= ASSIGNED TASK =
All lines below containing the string "negative" are to be copied.

= DATA TO USE =
————
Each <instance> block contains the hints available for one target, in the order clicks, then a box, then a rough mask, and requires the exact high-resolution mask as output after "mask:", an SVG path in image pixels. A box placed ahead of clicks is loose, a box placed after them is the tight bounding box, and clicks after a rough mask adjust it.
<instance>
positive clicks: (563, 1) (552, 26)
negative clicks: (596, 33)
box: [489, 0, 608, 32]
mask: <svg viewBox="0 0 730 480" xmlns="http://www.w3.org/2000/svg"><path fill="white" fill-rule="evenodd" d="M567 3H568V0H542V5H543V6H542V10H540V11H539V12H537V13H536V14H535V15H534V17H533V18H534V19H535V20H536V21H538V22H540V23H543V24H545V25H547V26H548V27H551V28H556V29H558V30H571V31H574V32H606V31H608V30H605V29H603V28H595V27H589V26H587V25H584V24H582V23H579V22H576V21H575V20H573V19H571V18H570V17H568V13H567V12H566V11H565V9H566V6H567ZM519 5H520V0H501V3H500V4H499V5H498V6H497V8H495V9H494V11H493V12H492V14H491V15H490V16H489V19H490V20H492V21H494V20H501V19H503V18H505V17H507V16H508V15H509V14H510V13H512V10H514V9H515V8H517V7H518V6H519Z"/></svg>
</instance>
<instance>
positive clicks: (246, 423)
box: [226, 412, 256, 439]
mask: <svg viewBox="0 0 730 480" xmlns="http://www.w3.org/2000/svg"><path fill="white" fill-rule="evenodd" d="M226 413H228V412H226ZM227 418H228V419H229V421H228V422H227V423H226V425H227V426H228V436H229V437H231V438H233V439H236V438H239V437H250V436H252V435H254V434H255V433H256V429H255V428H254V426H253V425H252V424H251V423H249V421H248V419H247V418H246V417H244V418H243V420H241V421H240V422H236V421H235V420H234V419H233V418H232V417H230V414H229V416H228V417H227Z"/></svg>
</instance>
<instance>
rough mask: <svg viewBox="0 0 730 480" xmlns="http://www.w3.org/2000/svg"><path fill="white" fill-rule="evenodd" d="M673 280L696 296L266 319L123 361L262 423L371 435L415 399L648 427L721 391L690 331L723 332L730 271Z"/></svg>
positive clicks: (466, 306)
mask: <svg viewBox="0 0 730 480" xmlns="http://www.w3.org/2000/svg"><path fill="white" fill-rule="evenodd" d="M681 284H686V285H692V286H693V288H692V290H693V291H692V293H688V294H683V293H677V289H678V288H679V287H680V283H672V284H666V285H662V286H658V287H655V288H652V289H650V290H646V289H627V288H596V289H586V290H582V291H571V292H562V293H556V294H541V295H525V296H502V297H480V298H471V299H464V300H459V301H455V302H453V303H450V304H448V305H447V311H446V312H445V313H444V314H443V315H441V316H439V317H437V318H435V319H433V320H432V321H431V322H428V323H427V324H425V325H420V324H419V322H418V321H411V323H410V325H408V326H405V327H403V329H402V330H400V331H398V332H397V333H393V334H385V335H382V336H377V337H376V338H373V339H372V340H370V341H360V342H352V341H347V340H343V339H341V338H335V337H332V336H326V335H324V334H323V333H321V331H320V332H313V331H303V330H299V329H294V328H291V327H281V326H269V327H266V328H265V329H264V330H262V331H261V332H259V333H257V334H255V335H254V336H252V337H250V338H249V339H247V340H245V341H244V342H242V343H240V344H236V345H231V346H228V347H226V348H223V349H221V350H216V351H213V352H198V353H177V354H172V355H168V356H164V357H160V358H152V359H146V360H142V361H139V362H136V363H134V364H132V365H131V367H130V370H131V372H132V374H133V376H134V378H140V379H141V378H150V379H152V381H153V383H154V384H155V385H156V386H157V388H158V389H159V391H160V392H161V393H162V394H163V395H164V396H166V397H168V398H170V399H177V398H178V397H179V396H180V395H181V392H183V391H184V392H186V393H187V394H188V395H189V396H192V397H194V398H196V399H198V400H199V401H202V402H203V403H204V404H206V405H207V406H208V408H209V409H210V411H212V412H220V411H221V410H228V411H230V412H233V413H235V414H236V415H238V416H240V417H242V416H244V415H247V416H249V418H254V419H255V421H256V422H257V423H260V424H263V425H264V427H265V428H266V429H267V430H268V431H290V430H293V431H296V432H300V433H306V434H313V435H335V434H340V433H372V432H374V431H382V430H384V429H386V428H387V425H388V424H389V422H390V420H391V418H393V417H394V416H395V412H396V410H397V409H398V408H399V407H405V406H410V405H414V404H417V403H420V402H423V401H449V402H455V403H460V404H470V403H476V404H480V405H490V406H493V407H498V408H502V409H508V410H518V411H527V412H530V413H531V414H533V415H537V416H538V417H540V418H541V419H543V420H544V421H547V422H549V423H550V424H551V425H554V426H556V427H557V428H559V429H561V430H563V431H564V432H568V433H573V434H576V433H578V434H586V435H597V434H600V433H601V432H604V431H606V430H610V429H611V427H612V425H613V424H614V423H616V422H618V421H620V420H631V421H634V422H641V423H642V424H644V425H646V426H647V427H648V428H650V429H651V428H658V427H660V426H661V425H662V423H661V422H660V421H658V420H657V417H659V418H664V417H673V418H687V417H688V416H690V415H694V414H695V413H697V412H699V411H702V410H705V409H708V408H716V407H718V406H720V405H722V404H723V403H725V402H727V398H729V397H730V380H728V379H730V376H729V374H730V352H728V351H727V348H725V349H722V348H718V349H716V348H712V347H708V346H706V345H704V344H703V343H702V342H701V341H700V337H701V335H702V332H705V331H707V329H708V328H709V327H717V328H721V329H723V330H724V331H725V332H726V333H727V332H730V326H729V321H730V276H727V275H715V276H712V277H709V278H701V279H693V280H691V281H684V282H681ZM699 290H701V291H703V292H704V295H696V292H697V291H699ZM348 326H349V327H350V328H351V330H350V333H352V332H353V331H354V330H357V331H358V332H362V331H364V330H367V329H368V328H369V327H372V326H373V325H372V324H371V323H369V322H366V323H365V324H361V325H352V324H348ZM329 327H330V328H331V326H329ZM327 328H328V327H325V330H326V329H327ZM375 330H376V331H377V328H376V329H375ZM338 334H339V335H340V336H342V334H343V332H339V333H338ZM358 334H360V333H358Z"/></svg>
————
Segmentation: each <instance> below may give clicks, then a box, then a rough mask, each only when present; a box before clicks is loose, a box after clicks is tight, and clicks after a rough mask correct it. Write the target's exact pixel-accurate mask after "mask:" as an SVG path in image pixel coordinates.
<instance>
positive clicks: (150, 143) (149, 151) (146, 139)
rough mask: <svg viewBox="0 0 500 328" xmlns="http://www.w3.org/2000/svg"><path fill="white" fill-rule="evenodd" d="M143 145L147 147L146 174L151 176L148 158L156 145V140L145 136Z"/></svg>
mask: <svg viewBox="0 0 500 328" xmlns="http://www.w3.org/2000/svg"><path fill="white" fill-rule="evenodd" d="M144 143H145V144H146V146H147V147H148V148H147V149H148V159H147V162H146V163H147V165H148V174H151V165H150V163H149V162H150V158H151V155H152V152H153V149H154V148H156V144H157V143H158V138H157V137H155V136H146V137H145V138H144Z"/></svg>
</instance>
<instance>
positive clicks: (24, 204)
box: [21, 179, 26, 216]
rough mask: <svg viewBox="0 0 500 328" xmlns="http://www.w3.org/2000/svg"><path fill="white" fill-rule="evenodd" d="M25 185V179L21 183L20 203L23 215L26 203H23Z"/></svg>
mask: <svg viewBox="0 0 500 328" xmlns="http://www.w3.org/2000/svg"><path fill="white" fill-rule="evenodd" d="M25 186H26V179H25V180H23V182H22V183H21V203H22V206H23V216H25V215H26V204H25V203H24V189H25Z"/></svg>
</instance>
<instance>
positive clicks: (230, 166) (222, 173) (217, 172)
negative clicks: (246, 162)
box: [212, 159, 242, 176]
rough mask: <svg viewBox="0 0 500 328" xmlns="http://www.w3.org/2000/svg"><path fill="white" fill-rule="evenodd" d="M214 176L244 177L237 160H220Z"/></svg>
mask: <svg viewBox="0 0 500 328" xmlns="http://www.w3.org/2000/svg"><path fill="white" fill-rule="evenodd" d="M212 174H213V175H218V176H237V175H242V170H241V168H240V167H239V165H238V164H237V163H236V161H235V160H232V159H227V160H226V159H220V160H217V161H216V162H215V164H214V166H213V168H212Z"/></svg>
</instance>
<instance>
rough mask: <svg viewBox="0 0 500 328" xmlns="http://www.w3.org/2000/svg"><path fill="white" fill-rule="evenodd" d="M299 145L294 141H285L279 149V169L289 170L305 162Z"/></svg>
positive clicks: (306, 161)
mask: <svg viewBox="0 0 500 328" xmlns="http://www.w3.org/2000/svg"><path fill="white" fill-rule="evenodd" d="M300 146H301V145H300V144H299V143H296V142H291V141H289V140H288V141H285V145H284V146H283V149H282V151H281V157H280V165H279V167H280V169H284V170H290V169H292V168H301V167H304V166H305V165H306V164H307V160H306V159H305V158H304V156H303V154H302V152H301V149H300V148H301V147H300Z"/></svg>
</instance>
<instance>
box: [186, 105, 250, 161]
————
= WRITTEN REPLY =
negative clicks: (596, 33)
negative clicks: (246, 162)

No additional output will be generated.